#### [Exercise task]
Switch "crew sock" to "ankle sock" wherever it appears in the items below. Give all the lines again with nothing else changed.
======
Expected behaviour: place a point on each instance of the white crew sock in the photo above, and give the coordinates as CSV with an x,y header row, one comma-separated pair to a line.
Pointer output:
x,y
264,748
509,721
======
#### [Answer to this exercise]
Expected behaviour: place a point on each instance of the white ankle sock in the photo above, and give the coordinates as CSV with an x,y header row, one comma-separated pair to a line.
Pointer output:
x,y
264,748
509,721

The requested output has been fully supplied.